| WRITTEN PROBLEM |
Turn the lines of the listing below, from the line with "Reviewer note: see that each instance of the headstone" through the end of the listing, into a numbered list. Leave out any blank lines.

(Saved entries)
-.-.-
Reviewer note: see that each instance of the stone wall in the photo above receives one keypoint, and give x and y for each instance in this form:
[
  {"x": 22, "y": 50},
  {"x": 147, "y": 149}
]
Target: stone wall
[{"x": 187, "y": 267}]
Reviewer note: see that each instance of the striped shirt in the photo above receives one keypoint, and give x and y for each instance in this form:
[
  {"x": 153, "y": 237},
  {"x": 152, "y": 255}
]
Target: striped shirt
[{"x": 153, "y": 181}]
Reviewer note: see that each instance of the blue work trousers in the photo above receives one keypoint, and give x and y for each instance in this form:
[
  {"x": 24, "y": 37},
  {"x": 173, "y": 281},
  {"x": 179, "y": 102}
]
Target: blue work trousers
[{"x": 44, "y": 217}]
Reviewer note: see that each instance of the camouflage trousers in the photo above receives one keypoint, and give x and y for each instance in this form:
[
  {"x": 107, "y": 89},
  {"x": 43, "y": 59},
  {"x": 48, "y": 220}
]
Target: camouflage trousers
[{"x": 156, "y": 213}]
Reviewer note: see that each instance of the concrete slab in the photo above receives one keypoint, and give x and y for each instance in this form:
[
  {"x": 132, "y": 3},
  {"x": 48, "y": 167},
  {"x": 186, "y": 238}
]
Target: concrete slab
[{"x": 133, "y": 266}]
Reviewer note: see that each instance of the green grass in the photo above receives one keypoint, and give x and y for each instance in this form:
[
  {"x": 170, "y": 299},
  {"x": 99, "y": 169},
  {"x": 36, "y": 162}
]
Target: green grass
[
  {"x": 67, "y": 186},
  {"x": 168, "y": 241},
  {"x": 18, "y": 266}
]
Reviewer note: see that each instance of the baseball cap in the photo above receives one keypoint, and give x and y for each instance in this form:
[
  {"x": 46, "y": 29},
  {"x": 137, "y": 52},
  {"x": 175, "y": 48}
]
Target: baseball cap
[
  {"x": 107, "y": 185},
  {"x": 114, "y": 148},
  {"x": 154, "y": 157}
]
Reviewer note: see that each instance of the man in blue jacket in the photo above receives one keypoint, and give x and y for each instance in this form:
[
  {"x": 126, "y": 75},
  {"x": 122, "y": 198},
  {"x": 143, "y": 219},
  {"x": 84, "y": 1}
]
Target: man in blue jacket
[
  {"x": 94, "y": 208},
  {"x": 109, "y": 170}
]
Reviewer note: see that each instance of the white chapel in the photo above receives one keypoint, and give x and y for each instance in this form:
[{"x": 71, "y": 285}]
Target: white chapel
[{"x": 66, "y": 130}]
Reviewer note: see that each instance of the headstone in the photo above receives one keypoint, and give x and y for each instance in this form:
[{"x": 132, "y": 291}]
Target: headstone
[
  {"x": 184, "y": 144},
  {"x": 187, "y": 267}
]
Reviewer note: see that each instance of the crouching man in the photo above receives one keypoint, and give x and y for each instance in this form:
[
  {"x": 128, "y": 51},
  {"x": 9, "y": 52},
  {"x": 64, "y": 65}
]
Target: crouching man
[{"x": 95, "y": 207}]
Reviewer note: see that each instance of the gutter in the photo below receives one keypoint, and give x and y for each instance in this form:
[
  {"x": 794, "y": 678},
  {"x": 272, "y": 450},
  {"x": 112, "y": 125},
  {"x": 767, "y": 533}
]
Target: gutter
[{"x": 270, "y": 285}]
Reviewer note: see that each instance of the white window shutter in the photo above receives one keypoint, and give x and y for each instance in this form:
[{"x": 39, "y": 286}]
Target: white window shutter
-.-.-
| WRITTEN REPLY |
1. Reviewer note: see that each instance of the headstone in the photo above receives one keypoint, and give x and y for each instance in this form:
2. [{"x": 132, "y": 291}]
3. Target: headstone
4. [
5.   {"x": 184, "y": 144},
6.   {"x": 187, "y": 267}
7. ]
8. Reviewer note: see that each instance of the crouching man in the photo above receives one keypoint, and give x and y for each instance in this form:
9. [
10.   {"x": 128, "y": 51},
11.   {"x": 9, "y": 52},
12.   {"x": 64, "y": 65}
13. ]
14. Target: crouching man
15. [{"x": 95, "y": 207}]
16. Reviewer note: see that each instance of the gutter in the photo below receives one keypoint, and give x and y for each instance in this form:
17. [
18.   {"x": 794, "y": 678},
19.   {"x": 272, "y": 450},
20.   {"x": 112, "y": 125},
21.   {"x": 767, "y": 533}
22. ]
23. Target: gutter
24. [{"x": 270, "y": 285}]
25. Reviewer note: see that each instance of the white window shutter in the photo above receives one keypoint, and give x and y for each instance in this form:
26. [{"x": 39, "y": 286}]
27. Target: white window shutter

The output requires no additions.